▶ [Aim]
Below is a block of records; return all of them exactly, but without the images.

▶ [Dataset excerpts]

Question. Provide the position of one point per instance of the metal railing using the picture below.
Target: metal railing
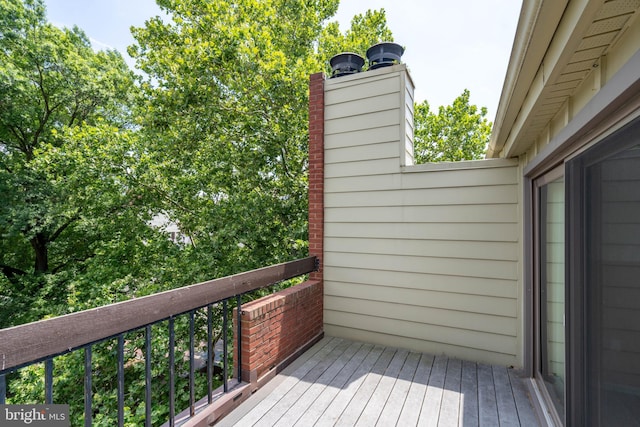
(45, 340)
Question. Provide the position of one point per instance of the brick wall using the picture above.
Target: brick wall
(277, 327)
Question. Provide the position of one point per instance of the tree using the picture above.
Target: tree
(366, 30)
(68, 168)
(224, 115)
(458, 132)
(216, 139)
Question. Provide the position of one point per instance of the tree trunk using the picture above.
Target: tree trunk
(39, 244)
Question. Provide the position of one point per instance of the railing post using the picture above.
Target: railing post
(147, 376)
(211, 355)
(192, 362)
(225, 345)
(172, 409)
(3, 389)
(239, 343)
(88, 394)
(48, 381)
(120, 380)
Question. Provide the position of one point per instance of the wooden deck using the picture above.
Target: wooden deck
(340, 382)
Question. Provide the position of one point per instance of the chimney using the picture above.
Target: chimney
(368, 118)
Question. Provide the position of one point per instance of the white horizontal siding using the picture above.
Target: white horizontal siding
(418, 257)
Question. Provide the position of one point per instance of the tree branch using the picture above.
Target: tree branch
(11, 272)
(63, 227)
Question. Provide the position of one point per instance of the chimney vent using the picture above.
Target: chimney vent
(346, 63)
(384, 55)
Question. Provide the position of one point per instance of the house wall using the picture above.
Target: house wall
(620, 300)
(617, 56)
(423, 257)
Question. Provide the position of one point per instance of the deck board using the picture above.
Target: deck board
(341, 382)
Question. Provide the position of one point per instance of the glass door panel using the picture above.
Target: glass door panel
(551, 291)
(612, 201)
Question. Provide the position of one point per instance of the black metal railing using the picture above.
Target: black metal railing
(46, 340)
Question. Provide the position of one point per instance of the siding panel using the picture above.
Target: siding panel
(419, 257)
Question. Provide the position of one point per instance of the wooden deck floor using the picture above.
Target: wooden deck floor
(340, 382)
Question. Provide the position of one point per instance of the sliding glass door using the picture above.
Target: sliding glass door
(602, 298)
(550, 363)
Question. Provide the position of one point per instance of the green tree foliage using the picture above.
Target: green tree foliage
(73, 220)
(215, 138)
(457, 132)
(366, 30)
(224, 114)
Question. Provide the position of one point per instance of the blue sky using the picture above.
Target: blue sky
(450, 45)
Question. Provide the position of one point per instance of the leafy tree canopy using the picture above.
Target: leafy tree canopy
(224, 116)
(71, 215)
(457, 132)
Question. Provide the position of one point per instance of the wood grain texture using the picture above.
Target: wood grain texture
(24, 344)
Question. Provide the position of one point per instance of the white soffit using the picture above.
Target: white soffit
(583, 35)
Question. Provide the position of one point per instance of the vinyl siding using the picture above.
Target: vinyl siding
(620, 270)
(423, 257)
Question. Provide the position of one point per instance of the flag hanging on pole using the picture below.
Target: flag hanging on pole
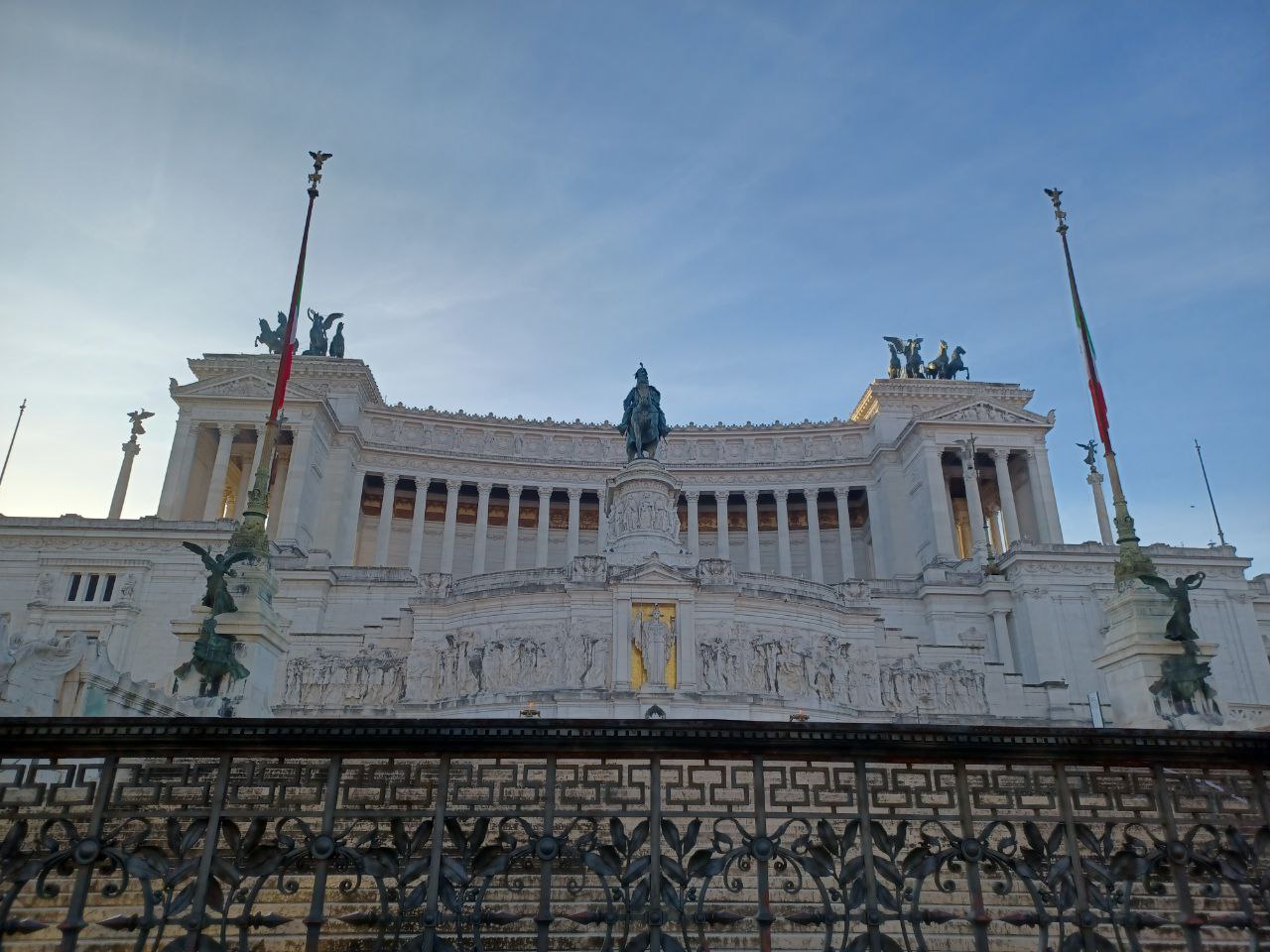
(289, 349)
(1091, 368)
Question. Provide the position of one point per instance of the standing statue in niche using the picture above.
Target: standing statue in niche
(656, 642)
(318, 327)
(643, 421)
(1183, 687)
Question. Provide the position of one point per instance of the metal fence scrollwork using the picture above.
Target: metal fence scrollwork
(445, 837)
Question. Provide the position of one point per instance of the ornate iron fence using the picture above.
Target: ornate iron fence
(172, 834)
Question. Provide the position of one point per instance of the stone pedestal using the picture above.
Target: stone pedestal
(259, 643)
(1133, 661)
(643, 517)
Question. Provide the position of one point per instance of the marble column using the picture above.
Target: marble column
(1000, 648)
(875, 498)
(842, 495)
(121, 485)
(756, 562)
(724, 542)
(385, 532)
(173, 495)
(544, 527)
(942, 509)
(214, 504)
(694, 538)
(513, 526)
(1006, 490)
(1038, 494)
(785, 563)
(294, 494)
(447, 539)
(813, 534)
(248, 476)
(970, 479)
(1100, 506)
(574, 522)
(417, 524)
(602, 526)
(347, 553)
(1047, 486)
(483, 490)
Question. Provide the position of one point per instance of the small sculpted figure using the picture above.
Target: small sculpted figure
(894, 368)
(318, 327)
(935, 370)
(1179, 627)
(273, 336)
(218, 567)
(137, 416)
(913, 367)
(955, 365)
(1088, 452)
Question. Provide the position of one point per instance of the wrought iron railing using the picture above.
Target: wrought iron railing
(173, 834)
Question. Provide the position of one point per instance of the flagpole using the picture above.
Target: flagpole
(1133, 561)
(14, 436)
(1205, 470)
(249, 536)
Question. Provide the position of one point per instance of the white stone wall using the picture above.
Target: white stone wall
(368, 615)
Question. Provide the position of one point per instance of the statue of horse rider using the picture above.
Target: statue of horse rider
(643, 421)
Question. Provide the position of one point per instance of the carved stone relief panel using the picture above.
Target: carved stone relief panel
(326, 679)
(511, 658)
(789, 664)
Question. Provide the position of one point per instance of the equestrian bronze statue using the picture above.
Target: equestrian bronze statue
(643, 421)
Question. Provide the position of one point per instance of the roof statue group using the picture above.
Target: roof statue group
(943, 367)
(318, 345)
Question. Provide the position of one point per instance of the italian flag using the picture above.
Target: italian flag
(1091, 368)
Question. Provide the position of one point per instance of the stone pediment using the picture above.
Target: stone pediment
(654, 571)
(980, 411)
(244, 385)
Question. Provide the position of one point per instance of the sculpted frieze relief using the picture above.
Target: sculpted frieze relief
(325, 679)
(949, 687)
(775, 661)
(485, 660)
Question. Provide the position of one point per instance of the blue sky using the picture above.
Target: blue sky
(527, 198)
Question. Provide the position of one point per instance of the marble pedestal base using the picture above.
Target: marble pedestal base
(643, 517)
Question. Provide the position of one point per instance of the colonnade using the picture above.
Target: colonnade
(998, 518)
(962, 525)
(375, 532)
(447, 562)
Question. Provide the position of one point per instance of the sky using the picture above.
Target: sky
(527, 199)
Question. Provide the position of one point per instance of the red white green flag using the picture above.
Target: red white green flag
(1091, 368)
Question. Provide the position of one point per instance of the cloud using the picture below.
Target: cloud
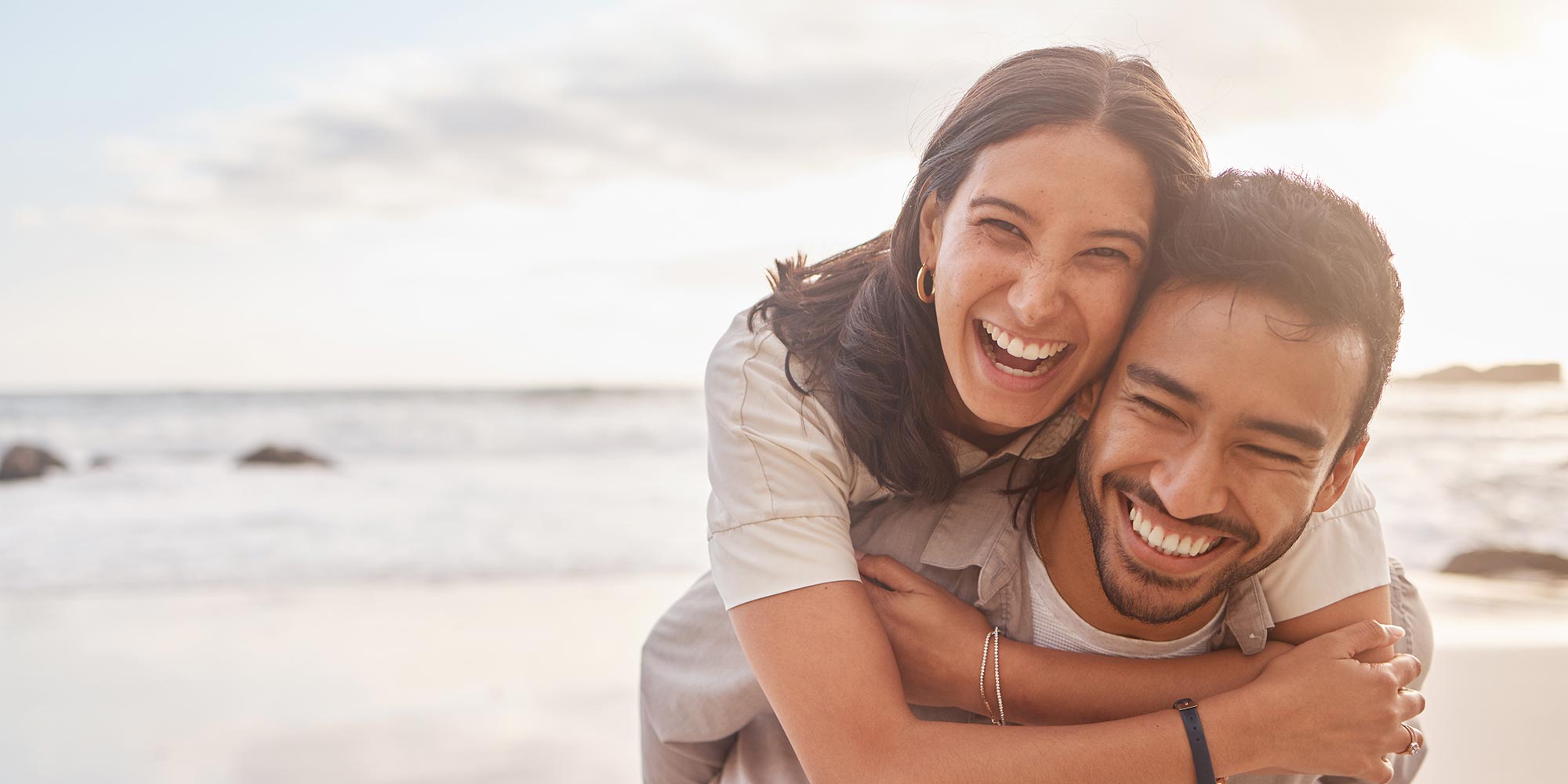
(724, 93)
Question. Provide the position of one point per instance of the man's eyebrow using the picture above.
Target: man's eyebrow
(1155, 379)
(1312, 438)
(996, 201)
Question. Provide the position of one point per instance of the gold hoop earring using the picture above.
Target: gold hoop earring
(920, 286)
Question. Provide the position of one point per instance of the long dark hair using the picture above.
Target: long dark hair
(855, 321)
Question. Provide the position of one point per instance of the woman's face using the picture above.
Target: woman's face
(1037, 260)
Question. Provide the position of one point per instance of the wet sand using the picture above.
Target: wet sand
(535, 681)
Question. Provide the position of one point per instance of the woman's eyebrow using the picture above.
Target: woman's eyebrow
(1125, 234)
(1111, 234)
(996, 201)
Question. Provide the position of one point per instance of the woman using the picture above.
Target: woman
(938, 350)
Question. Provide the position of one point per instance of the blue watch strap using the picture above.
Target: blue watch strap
(1202, 766)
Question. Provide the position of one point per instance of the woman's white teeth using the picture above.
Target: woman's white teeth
(1017, 346)
(1171, 543)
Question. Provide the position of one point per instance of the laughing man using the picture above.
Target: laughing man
(1236, 408)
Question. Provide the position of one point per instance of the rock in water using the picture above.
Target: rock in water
(1548, 372)
(272, 456)
(24, 463)
(1494, 562)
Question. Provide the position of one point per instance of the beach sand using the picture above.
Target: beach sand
(534, 681)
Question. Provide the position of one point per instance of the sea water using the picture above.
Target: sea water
(510, 485)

▶ [The result]
Question. Provide the position of one point per instance of the metal railing using the picture below.
Target: metal railing
(45, 340)
Question. Provide the position of one point per instance of the brick wall using the picture above.
Target: brick wall
(277, 327)
Question. Provide the position of one point per instance of the tree using the picture above.
Target: tree
(366, 30)
(68, 168)
(224, 115)
(458, 132)
(216, 139)
Question. Provide the position of one point per instance of the tree trunk using the picture above.
Target: tree trunk
(39, 244)
Question. Provide the position of one point per instance of the railing post using the picture above.
Target: railing post
(147, 376)
(211, 355)
(192, 362)
(225, 345)
(172, 409)
(3, 389)
(239, 343)
(88, 394)
(48, 381)
(120, 380)
Question. Provide the position of one point per instance of the wooden deck using the picture above.
Target: wooden deck
(340, 382)
Question. Provide the position of one point per instance of the chimney using the picture above.
Target: chimney
(368, 118)
Question. Provide the position of one point per instance of the white horizontal siding using the picture above.
Target: white horizontal siding
(418, 257)
Question. Provide the position of one point per instance of the tree branch using the picture above.
Target: tree branch
(11, 272)
(63, 227)
Question. Provide the position of one point per instance of the chimney vent using the picture above.
Target: chimney vent
(346, 63)
(384, 55)
Question. Provide the position of one point per instance of the house wall using the picture above.
Target: house wall
(620, 300)
(617, 56)
(423, 257)
Question. Provide the position of one point per instance of the deck board using the picture above.
Target: deck board
(341, 382)
Question. Provide the position of one point per instance of the glass door panel using the picture above.
Target: glass door panel
(551, 291)
(612, 201)
Question. Provide the position of one point per instance of the black metal railing using the picture above.
Target: black metal railing
(46, 340)
Question. Provide the position of one point per instance of the siding panel using the picture above.
Target: siding panel
(419, 257)
Question. Provide the position of one point per instance of the wooden deck floor using the picture above.
Target: wooden deck floor
(340, 382)
Question. Provide the position of one point per instance of the sliding glass door using the picture above.
Target: sliding glass door
(602, 298)
(550, 363)
Question. Provide the position of one point per instance of the green tree foliage using the picture above.
Target: green tree foliage
(73, 220)
(215, 138)
(457, 132)
(366, 30)
(224, 114)
Question. Provide the position of one point per instance of the blue sky using the picture above.
Target: blue sky
(450, 45)
Question. Provide the position of one point per instance of the leafy tree canopy using the picture above.
Target: leafy tree canopy
(224, 116)
(71, 215)
(457, 132)
Question. Provide the position of one point per instance of the wood grain texture using the picture above.
Target: wood grain texture
(24, 344)
Question. Provide the position of one point per instance of the white soffit using the picture above.
Target: white soffit
(583, 35)
Question. Provide the position of one point per instance of the vinyl siding using the picture above.
Target: vinyl siding
(620, 270)
(423, 257)
Question. Provide the position of one point per instance of the flag hanging on pole using the picture below.
Target: flag hanging on pole
(289, 349)
(1091, 368)
Question. Provide the position of one point per instance of the standing statue in niche using the picture above.
Target: standing statue in niche
(656, 642)
(318, 327)
(643, 421)
(1183, 687)
Question. Provide the position of one point per instance of the metal fence scrollwork using the picture above.
Target: metal fence scrollwork
(445, 837)
Question. Provide the position of one point per instance of the ornate iron fence using the picture above.
Target: ornate iron fence
(172, 834)
Question. Provide the position of one point per instance of the stone pedestal using the picture above.
Target: stone pedestal
(259, 643)
(1133, 661)
(643, 517)
Question. Provide the position of one point per instance of the marble column using the picture above.
Target: marble column
(1000, 648)
(875, 498)
(842, 495)
(121, 485)
(756, 562)
(724, 542)
(385, 532)
(173, 495)
(544, 527)
(942, 509)
(214, 504)
(694, 538)
(513, 526)
(1006, 490)
(1038, 494)
(785, 563)
(294, 494)
(447, 539)
(813, 534)
(248, 476)
(970, 479)
(1100, 506)
(574, 522)
(417, 524)
(602, 526)
(347, 553)
(1047, 486)
(483, 490)
Question. Provide the position of one point per instance of the small sculpted figure using the picture above.
Target: small sculpted figure
(894, 368)
(318, 327)
(935, 370)
(1179, 627)
(273, 336)
(218, 567)
(137, 416)
(913, 367)
(955, 365)
(1088, 452)
Question. Provide the position of one point per instance of the wrought iron railing using the picture above.
Target: wrought iron railing
(173, 834)
Question. Provide the position of one point per instance of the flagpole using the picture above.
Target: flagpole
(1133, 561)
(14, 436)
(1205, 470)
(249, 536)
Question. Provide the position of one point per instance of the white stone wall using the picture above.
Target: white stone wall
(368, 615)
Question. Provide the position of one point per instance of the statue of horse rider using the picture above.
Target: statue of horse rider
(643, 421)
Question. Provide the position of one point per instance of the carved stone relief panel using the picture above.
Target: carved stone relief panel
(326, 679)
(511, 658)
(789, 664)
Question. Provide the position of one point per instance of the equestrian bronze statue using the picture above.
Target: equestrian bronze statue
(643, 421)
Question. Provide the position of one point per instance of the roof statue group using the picture above.
Target: roof statue group
(943, 367)
(318, 345)
Question. Provide the position of one point per instance of the italian flag using the picture above.
Target: italian flag
(1091, 368)
Question. Provide the position of one point per instance of the stone pediment using the picture above.
Target: stone pediment
(654, 571)
(980, 411)
(244, 385)
Question. Provide the position of one point per instance of the sculpted frieze relief using the picture above.
Target: sculpted frieze relief
(325, 679)
(949, 687)
(775, 661)
(485, 660)
Question. Provide the position of one point per instance of the blue sky using the picture above.
Target: blue sky
(527, 198)
Question. Provide the position of one point per instance of the marble pedestal base using the picture above.
Target: marble pedestal base
(643, 517)
Question. Provide the position of one point per instance of the colonnade using the picture above.
Target: colonnade
(998, 518)
(962, 525)
(375, 532)
(447, 562)
Question. Provide the position of one point per instance of the sky using the picture above.
Target: sky
(527, 199)
Question. Provide the position of one point per instance of the red white green flag using the picture above.
Target: red white green flag
(1091, 368)
Question. Provide the position of one point per instance of the cloud using the picture below.
Target: cloud
(724, 93)
Question. Provide the position of one point per instance of the man's eyebrow using the picture above.
Target: man's eyebrow
(1155, 379)
(1312, 438)
(996, 201)
Question. Provide the position of one point per instance of the gold hoop earring using the picture above.
Target: gold hoop earring
(920, 286)
Question. Provide the position of one point per instance of the long dark hair using the picture above.
Target: long dark hair
(855, 321)
Question. Provide the position of one point per instance of the woman's face using the picture above.
Target: woman's face
(1037, 260)
Question. Provide the position of one point per instance of the wet sand using the picture above.
Target: wet sand
(535, 681)
Question. Provide the position of one point per instance of the woman's eyebrow using the picture above.
Target: woman's eyebrow
(1125, 234)
(1111, 234)
(996, 201)
Question. Provide the position of one point per instance of the woman using the picture above.
Target: woman
(938, 350)
Question. Provide the position of one point per instance of the blue watch strap using the picture above.
Target: blue watch strap
(1202, 766)
Question. Provide the position of one point per instance of the woman's white teeth using the picture above.
Target: woman's white teeth
(1017, 346)
(1171, 543)
Question. Provide the position of one point per instance of the laughing man using the picture above.
Target: laughing man
(1236, 408)
Question. Provide the position of one point per instance of the rock in water using the picture above.
Target: rock in water
(1548, 372)
(272, 456)
(24, 463)
(1494, 562)
Question. Provide the position of one point per instance of the beach sand using the picture above.
Target: beach sand
(534, 681)
Question. Provide the position of one point per instance of the sea water using the picture above.
Target: sea water
(510, 485)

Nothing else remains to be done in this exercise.